→ EXCERPTED TEXT:

'''

Nina R. MARTIN, Melvin E. Rainey, Marilyn Sinclair, Harvey Arnold, Armond Arnold, Billie Baker, Elsie Baker, Sandra Huse, Ginger Elizabeth Taylor, Michael E. Mathews, Newman Baker, and Claudia Arnold, Appellants, v. Paula PALMER, William H. Patrick, William R. Pogue, Karen Ann Mitchell, and Joe Patrick, Appellees.

No. 01-98-00816-CV.

Decided: September 02, 1999

Panel consists of Justices TAFT, NUCHIA, and EVANS.* Tammy C. Manning, Houston, for Appellant. Jimmy Walker, Houston, for Appellee.


This is an appeal from a summary judgment in favor of the plaintiffs.   The appellees, who are nieces and nephews of Robert Leslie Pogue, deceased, initiated this declaratory judgment action to obtain a judicial declaration that the phrase “nieces and nephews,” as used in the decedent's will, refers only to the decedent's nieces and nephews and not to the nieces and nephews of decedent's wife, Jimmie Kate Foster, who predeceased her husband.

We conclude that the appellees did not meet their burden of proving the absence of a genuine issue of material fact regarding the meaning of the phrase in question and did not, as a matter of law, show their entitlement to a declaratory judgment on that issue.   We accordingly reverse the trial court's summary judgment and remand the cause for further proceedings.

Standard of Review

 The appellees, as movants for summary judgment, had the burden of showing that there is no genuine issue of material fact and that they are entitled to judgment as a matter of law.   tex.R. Civ. P. 166a;  Nixon v. Mr. Property Management Co., 690 S.W.2d 546, 548-49 (Tex.1985).   Thus, the appellees, as plaintiffs in the declaratory judgment action, were required to offer conclusive proof establishing all elements of their claim in order to be entitled to summary judgment.  MMP, Ltd. v. Jones, 710 S.W.2d 59, 60 (Tex.1986).   In reviewing the summary judgment record, we must take the evidence favoring the non-movants as true and indulge every reasonable inference, as well as any doubts, in favor of the non-movants.  Id., at 60;  Bangert v. Baylor College of Med., 881 S.W.2d 564, 565-66 (Tex.App.-Houston [1st Dist.] 1994, writ denied).

Applying this standard to the instant case, we conclude that the appellees failed to conclusively prove that Mr. Pogue, by use of the words “my nieces and nephews” in his will, intended to exclude the nieces and nephews of Mrs. Pogue from sharing in the bounty of his estate.

'''

→ EXTRACTED INFORMATION:
'''

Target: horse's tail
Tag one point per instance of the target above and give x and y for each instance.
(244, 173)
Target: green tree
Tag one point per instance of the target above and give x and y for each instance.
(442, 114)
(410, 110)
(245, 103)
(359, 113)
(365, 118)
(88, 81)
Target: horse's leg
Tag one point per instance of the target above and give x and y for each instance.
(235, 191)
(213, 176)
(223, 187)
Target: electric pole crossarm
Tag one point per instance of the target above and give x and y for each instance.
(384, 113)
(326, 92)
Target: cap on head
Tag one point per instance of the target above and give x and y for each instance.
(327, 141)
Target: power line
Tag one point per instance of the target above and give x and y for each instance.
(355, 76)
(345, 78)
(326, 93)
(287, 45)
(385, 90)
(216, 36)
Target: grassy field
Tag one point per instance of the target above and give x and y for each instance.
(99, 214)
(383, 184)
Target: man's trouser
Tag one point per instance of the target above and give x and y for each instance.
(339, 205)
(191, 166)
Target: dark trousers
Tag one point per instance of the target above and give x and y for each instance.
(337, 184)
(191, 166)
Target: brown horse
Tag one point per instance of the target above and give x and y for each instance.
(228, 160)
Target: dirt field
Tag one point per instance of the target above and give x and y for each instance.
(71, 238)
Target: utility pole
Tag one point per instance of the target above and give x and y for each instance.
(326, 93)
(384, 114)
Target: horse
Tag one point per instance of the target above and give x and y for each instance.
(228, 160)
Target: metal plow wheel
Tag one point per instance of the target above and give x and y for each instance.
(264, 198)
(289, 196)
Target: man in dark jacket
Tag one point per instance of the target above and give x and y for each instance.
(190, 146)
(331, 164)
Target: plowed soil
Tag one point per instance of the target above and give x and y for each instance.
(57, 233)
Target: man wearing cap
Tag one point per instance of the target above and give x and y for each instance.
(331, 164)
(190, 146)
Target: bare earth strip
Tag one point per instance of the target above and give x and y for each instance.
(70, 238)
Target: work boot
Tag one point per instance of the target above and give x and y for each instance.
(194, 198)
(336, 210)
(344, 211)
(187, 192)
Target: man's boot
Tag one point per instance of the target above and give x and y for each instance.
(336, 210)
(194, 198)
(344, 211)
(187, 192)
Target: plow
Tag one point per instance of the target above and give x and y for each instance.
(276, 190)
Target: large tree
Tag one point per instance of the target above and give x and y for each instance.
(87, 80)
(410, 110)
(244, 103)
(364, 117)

'''

In the court opinion, what did the appeals court do with the trial court's summary judgment?

→ RESPONSE TO THE EXERCISE: It reversed the summary judgment and remanded the cause for further proceedings.